Bunca akli-mantıki-aktüel delillerden sonra isterseniz biraz da Kur’an’ın kendisine, naklî delillere kulak verelim.

(1) Allah Teala insanlara ve cinlere, bu Kur’an’ın bir mislini getirmeleri için meydan okumuş, ancak onlar bundan aciz kalmışlardır. Sonra onlara on sure getirmelerini istemiş, ancak onlar yine bundan aciz kalmışlardır. Sonra Allah Azze ve Celle Kur’an’dan en küçük surenin bir benzerini getirmeleri için meydan okumuş ancak onlar buna da güç yetirememişlerdir. Allah Teala’nın meydan okuduğu bu insanlar, dillerini en iyi şekilde kullanan kimselerdi ki, Kur’an onların dilinde inmişti. Bununla beraber onlar tam olarak acizliklerini ilan ettiler. Hz. Allah’ın bu meydan okuyuşu tarihte yerini almış, insanlardan hiç kimse bunlardan birini getirmeye güç yetirememiştir. Bu meydan okumaya dair Kur’an’da birçok deliller vardır. Bunlardan bazıları şöyledir: Cenab-ı Hak buyurdu ki:

“(Ey Muhammed!) De ki: "İnsanlar ve cinler, bu Kur’an’ın bir benzerini getirmek üzere bir araya gelseler, birbirlerine de yardım etseler, onun bir benzerini yine getiremezler”. [İsrâ suresi, 88]

Yoksa Kur’an’ı ‘Peygamber uydurdu’ mu diyorlar? Onlara de ki: ‘O halde, eğer iddianızda samimi iseniz, uydurma olarak, siz de onun (sûreleri) gibi on sûre getirin ve gücünüzün yettiği Allah'tan başka kimseleri de yardıma çağırın”. [Hûd suresi, 13]

Eğer kulumuz Muhammed’e indirdiğimiz Kur’an’dan şüphe içindeyseniz, haydi onun (sûrelerinden birisi) gibi bir sûre getirin, bunun için Allah'tan başka şâhidlerinizi de (yardıma) çağırın; eğer sözünüzde doğru kimseler iseniz”. [Bakara suresi, 23]

(2) İnsanlar, ilimde anlayışta hangi dereceye ulaşırlarsa ulaşsınlar, muhakkak onlarda hata, yanılma ve noksanlık meydana gelir. Şayet Kur’an, Allah’ın Kelâmı olmasaydı onda birçok ihtilaf ve noksanlık olurdu. Allah Teala’nın;

Onlar Kur’an’ı hiç düşünmüyorlar mı? Eğer o, Allah'tan başka birisinden gelmiş olsaydı, onun içinde pek çok çelişki bulurlardı[Nisa suresi, 82] buyurduğu gibi.

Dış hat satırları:
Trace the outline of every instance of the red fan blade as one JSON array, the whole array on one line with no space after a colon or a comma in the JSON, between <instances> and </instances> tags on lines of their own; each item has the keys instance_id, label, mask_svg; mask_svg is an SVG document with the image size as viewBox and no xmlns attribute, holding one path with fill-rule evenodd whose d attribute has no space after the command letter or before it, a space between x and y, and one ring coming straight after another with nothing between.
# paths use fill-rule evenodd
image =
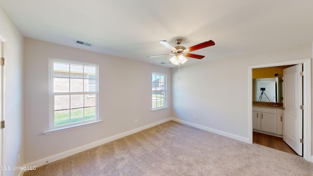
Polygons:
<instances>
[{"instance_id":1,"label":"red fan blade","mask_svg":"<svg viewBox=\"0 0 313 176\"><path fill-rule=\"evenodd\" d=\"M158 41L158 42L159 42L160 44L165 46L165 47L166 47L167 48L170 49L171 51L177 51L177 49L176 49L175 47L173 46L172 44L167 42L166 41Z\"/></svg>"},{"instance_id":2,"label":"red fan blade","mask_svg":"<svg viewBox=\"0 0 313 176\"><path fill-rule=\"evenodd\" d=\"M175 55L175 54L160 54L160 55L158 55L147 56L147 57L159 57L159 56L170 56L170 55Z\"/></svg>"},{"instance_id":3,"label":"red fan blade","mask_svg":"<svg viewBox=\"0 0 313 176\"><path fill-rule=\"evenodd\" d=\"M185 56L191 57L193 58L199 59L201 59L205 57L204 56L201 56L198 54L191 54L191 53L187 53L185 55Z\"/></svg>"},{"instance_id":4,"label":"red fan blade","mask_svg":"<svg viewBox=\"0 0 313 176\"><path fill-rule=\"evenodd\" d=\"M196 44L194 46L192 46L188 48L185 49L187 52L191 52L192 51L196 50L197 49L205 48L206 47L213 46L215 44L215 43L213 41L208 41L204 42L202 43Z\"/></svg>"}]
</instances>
==
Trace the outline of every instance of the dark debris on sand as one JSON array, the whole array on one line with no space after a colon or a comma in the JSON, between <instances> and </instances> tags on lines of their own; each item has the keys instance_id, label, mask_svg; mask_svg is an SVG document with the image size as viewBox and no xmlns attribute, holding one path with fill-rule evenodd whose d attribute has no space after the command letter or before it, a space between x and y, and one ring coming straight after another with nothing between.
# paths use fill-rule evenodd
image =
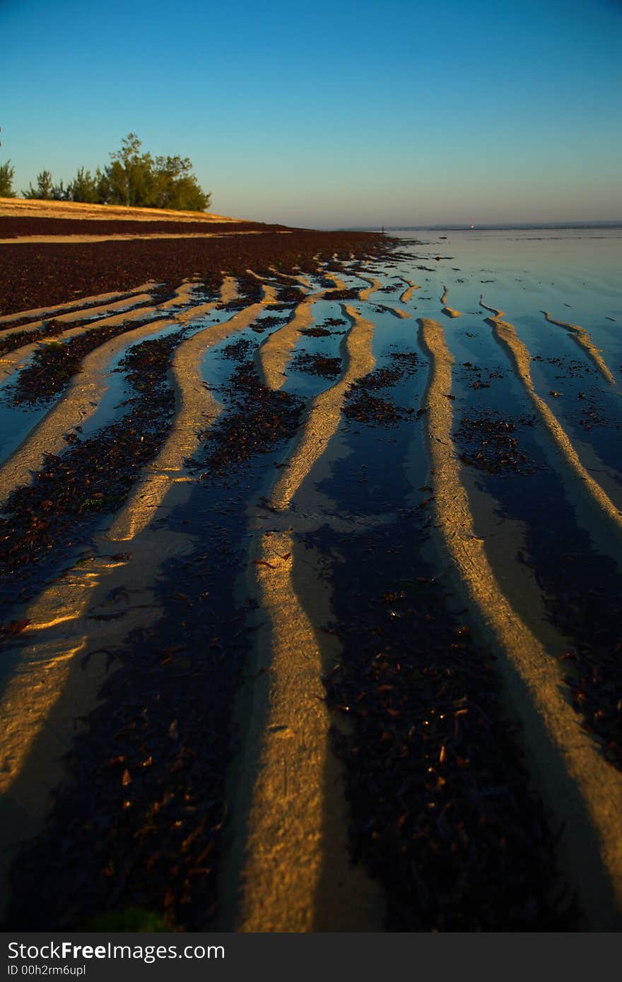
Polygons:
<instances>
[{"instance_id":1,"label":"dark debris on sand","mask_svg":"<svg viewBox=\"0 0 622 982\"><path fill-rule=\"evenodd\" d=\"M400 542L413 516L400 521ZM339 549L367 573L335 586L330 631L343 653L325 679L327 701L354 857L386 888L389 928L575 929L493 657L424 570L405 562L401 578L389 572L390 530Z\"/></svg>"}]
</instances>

Çözülecek Sorular ->
• a. Kur'an'ın benzersizliği üzerine metinde "Onlar Kur’an’ı hiç" ifadesinden "82] buyurduğu gibi." ifadesine kadar uzanan bölümü olduğu gibi aktarın.
• b. Lütfen Kur'an'ın benzersizliği üzerine metni kaldığı yerden devam ettirin.

Görev Sonuçları ->
• a.
Onlar Kur’an’ı hiç düşünmüyorlar mı? Eğer o, Allah'tan başka birisinden gelmiş olsaydı, onun içinde pek çok çelişki bulurlardı[Nisa suresi, 82] buyurduğu gibi.

• b.
Lakin o, her türlü noksanlıktan, hatadan ve zıtlıktan uzaktır. Bununla beraber hepsi hikmet, rahmet ve adalettir. Her kim Kur’an’da birbirine zıt hükümler olduğunu zannederse, bu onun hasta olan aklından ve hatalı anlayışından kaynaklanmıştır. Şayet ilim ehline dönerse, ona doğru olanı beyan eder ve ondaki problemi ortadan kaldırırlar. Nitekim bu durum Kur’an’da şöyle açıklanmıştır:  

Kitap kendilerine geldiği zaman, o yorumcular onu inkâr etmişlerdir. Oysa o, eşsiz bir kitaptır. Ona ne önünden ve ne de ardından hiçbir bâtıl girmez. O, hikmet sahibi ve hamde lâyık olan Allah tarafından indirilmiştir”. [Fussılet suresi, 41-42]

(3) Mevlâ-yi zû’l-Celâl yüce Kur’an’ın korunmasını kefaleti altına almış ve,

Kur’an'ı biz, evet biz indirdik; onu muhafaza edecek olan da elbette biziz”. [Hıcr suresi, 9] buyurmuştur.

9- “allahın kudret: allahın kudreti herşeye gücü yetiyorsa bir nesneyi aynı anda hem var hem yok edebilir mi?edemezse bu sonsuz kudret olmaz sonlı kudret olduğunu göstermez mi?”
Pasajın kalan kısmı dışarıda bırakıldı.